▶ [Problem description] Please update the material below, changing every "inspect" to "examine" and keeping everything else the same.

======== Entries shown ========

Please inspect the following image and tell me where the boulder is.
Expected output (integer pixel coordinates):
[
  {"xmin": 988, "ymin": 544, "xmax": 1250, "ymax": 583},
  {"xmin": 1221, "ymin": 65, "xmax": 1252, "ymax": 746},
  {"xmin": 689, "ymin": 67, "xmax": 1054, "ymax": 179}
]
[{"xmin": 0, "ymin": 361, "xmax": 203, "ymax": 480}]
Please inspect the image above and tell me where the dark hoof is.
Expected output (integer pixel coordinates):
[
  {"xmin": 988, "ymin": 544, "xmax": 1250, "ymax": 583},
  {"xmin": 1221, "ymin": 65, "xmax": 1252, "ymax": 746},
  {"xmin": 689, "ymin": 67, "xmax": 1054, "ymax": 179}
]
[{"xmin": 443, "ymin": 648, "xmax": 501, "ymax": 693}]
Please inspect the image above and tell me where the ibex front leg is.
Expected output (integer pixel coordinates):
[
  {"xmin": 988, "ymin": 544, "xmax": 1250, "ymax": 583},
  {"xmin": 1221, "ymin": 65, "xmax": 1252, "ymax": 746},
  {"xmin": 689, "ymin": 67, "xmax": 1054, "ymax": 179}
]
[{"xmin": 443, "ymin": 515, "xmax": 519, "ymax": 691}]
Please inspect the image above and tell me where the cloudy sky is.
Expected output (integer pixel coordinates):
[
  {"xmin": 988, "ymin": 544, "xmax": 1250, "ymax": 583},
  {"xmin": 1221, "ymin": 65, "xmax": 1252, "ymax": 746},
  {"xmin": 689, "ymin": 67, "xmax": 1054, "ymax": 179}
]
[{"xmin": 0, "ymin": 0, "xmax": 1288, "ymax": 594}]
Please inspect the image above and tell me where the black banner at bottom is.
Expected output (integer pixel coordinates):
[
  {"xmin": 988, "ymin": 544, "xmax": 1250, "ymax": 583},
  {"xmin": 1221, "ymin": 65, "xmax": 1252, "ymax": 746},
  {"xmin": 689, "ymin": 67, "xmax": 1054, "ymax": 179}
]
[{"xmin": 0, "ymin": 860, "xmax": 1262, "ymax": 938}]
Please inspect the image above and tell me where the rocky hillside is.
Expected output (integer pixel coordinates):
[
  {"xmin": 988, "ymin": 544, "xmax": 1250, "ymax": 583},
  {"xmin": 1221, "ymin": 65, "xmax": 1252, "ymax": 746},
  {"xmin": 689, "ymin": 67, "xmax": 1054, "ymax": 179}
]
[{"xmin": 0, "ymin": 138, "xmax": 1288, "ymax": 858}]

========

▶ [Result for this exercise]
Please examine the following image and tell me where the boulder is.
Expected output (integer pixel coordinates):
[
  {"xmin": 988, "ymin": 544, "xmax": 1250, "ymax": 583},
  {"xmin": 1221, "ymin": 65, "xmax": 1252, "ymax": 746},
  {"xmin": 689, "ymin": 67, "xmax": 1054, "ymax": 179}
]
[{"xmin": 0, "ymin": 361, "xmax": 203, "ymax": 480}]
Please examine the image above and tell me where the dark hoof is.
Expected output (integer pixel coordinates):
[
  {"xmin": 988, "ymin": 544, "xmax": 1250, "ymax": 583},
  {"xmin": 1221, "ymin": 65, "xmax": 1252, "ymax": 746},
  {"xmin": 689, "ymin": 67, "xmax": 1054, "ymax": 179}
]
[{"xmin": 443, "ymin": 648, "xmax": 501, "ymax": 693}]
Please examine the image above and tell me where the ibex front leg is.
Expected output (integer pixel coordinates):
[
  {"xmin": 988, "ymin": 544, "xmax": 1250, "ymax": 583},
  {"xmin": 1221, "ymin": 65, "xmax": 1252, "ymax": 746},
  {"xmin": 689, "ymin": 67, "xmax": 1054, "ymax": 179}
]
[{"xmin": 443, "ymin": 515, "xmax": 519, "ymax": 691}]
Please examine the image above and tell me where the cloudy sky is.
Expected output (integer pixel coordinates):
[
  {"xmin": 988, "ymin": 544, "xmax": 1250, "ymax": 583},
  {"xmin": 1221, "ymin": 65, "xmax": 1252, "ymax": 746},
  {"xmin": 689, "ymin": 67, "xmax": 1054, "ymax": 179}
]
[{"xmin": 0, "ymin": 0, "xmax": 1288, "ymax": 594}]
Please examine the image above and tell me where the black banner at bottom is.
Expected output (integer pixel coordinates):
[
  {"xmin": 988, "ymin": 544, "xmax": 1250, "ymax": 583},
  {"xmin": 1221, "ymin": 65, "xmax": 1252, "ymax": 746},
  {"xmin": 689, "ymin": 67, "xmax": 1054, "ymax": 179}
]
[{"xmin": 0, "ymin": 860, "xmax": 1262, "ymax": 938}]
Please examine the image above and tell me where the rocky hillside is.
Expected output (integer pixel coordinates):
[
  {"xmin": 988, "ymin": 544, "xmax": 1250, "ymax": 583},
  {"xmin": 1221, "ymin": 65, "xmax": 1252, "ymax": 746},
  {"xmin": 689, "ymin": 67, "xmax": 1054, "ymax": 179}
]
[{"xmin": 0, "ymin": 138, "xmax": 1288, "ymax": 858}]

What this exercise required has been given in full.